--- Raw data ---

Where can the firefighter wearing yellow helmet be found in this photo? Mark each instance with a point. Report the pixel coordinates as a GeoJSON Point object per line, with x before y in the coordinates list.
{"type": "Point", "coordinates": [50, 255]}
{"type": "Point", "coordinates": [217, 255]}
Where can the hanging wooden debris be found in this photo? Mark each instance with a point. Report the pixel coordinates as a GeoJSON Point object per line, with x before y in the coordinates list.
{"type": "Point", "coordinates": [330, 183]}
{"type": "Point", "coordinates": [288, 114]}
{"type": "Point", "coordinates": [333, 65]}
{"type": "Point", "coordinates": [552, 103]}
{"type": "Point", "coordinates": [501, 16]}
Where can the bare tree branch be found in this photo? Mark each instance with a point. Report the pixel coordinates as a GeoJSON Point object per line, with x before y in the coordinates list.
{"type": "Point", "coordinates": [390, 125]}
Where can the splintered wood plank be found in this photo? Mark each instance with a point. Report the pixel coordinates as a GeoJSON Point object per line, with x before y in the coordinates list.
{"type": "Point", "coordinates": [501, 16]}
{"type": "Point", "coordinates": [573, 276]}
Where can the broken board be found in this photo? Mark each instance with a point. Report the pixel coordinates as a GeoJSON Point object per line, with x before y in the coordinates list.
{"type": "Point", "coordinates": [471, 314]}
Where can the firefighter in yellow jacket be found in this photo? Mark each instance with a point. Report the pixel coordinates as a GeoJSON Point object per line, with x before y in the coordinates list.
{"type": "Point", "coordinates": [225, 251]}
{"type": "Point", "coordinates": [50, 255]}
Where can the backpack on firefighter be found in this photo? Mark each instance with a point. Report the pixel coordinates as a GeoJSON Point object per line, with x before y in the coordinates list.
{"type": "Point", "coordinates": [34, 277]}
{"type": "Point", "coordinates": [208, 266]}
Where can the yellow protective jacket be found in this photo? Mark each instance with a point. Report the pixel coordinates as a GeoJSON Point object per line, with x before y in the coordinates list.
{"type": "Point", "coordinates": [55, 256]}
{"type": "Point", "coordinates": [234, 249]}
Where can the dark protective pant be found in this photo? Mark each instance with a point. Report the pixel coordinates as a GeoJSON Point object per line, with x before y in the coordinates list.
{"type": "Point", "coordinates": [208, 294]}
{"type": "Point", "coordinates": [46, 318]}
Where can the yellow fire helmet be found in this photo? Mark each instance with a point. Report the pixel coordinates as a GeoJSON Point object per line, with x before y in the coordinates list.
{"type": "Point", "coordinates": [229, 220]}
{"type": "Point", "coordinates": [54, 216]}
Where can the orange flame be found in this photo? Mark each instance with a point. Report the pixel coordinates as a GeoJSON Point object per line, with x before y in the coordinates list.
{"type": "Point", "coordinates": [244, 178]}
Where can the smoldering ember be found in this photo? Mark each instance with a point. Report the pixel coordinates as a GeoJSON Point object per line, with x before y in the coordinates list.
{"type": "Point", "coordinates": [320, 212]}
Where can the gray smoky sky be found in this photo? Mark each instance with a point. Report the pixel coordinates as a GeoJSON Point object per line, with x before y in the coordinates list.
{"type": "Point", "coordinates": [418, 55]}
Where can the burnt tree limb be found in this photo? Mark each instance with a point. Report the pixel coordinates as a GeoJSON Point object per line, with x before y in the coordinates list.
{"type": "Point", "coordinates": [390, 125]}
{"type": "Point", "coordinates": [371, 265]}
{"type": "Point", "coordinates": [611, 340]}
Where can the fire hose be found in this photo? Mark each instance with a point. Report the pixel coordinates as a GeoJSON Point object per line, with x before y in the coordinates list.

---

§ **Instructions to follow**
The complete listing is needed again, with each line reproduced exactly.

§ **Completed task**
Where can the firefighter wearing yellow helmet be found in this photo? Mark each instance with a point. Report the pixel coordinates as a GeoJSON Point object per line, with x before y in the coordinates list.
{"type": "Point", "coordinates": [50, 255]}
{"type": "Point", "coordinates": [217, 255]}
Where can the hanging wooden debris be found in this photo? Mark each instance with a point. Report the pixel coordinates as a GeoJSON Point object per line, with x before y in the coordinates list.
{"type": "Point", "coordinates": [330, 183]}
{"type": "Point", "coordinates": [288, 114]}
{"type": "Point", "coordinates": [333, 65]}
{"type": "Point", "coordinates": [552, 103]}
{"type": "Point", "coordinates": [501, 16]}
Where can the bare tree branch be found in this photo? Mark each instance with a point. Report the pixel coordinates as a GeoJSON Point object per line, with x before y in the coordinates list.
{"type": "Point", "coordinates": [390, 125]}
Where can the splintered wood plank be found in this photo? Mark each instance with a point. Report the pixel coordinates as a GeoJSON Point object per line, with x before y in the coordinates list.
{"type": "Point", "coordinates": [501, 16]}
{"type": "Point", "coordinates": [573, 276]}
Where can the broken board be found in this photo? Mark each instance with a point. Report the pixel coordinates as a GeoJSON Point object per line, with x before y in the coordinates list.
{"type": "Point", "coordinates": [471, 314]}
Where can the firefighter in yellow jacket be found in this photo? Mark each instance with a point. Report the pixel coordinates as a GeoJSON Point object per line, with x before y in the coordinates list.
{"type": "Point", "coordinates": [225, 251]}
{"type": "Point", "coordinates": [50, 255]}
Where can the backpack on firefighter be found in this photo? Mark each instance with a point. Report the pixel coordinates as a GeoJSON Point object per line, with x before y in the coordinates list.
{"type": "Point", "coordinates": [34, 277]}
{"type": "Point", "coordinates": [208, 266]}
Where can the yellow protective jacket be found in this photo? Mark each instance with a point. Report the pixel coordinates as a GeoJSON Point object per line, with x before y in the coordinates list.
{"type": "Point", "coordinates": [55, 256]}
{"type": "Point", "coordinates": [234, 249]}
Where can the dark protective pant be found in this photo? Mark each instance with a point. Report the pixel coordinates as a GeoJSON Point object per line, with x before y in the coordinates list.
{"type": "Point", "coordinates": [208, 294]}
{"type": "Point", "coordinates": [46, 318]}
Where can the yellow fire helmet be found in this photo? Mark each instance with a point. Report the pixel coordinates as a GeoJSON Point object per line, with x before y in the coordinates list.
{"type": "Point", "coordinates": [229, 220]}
{"type": "Point", "coordinates": [54, 216]}
Where can the orange flame be found in this photo? Mark each instance with a point. Report the pixel coordinates as a GeoJSON Point object per line, with x before y in the coordinates list.
{"type": "Point", "coordinates": [244, 178]}
Where can the smoldering ember be found in this photo? Mark each instance with a point. Report the pixel coordinates as a GeoJSON Point object per line, with x before y in the coordinates list.
{"type": "Point", "coordinates": [320, 212]}
Where can the gray smoky sky be found in this photo? Mark each instance with a point. Report the pixel coordinates as a GeoJSON Point object per line, with x before y in the coordinates list.
{"type": "Point", "coordinates": [418, 55]}
Where can the burnt tree limb be found in this photo? Mark each instance with a point. Report the pixel coordinates as a GeoJSON Point object per line, with x before y in the coordinates list.
{"type": "Point", "coordinates": [390, 125]}
{"type": "Point", "coordinates": [371, 265]}
{"type": "Point", "coordinates": [611, 340]}
Where can the fire hose be found in this photo? Mark each instance with a point. Report the pixel coordinates as a GeoJSON Point object per line, with x before y in the coordinates list.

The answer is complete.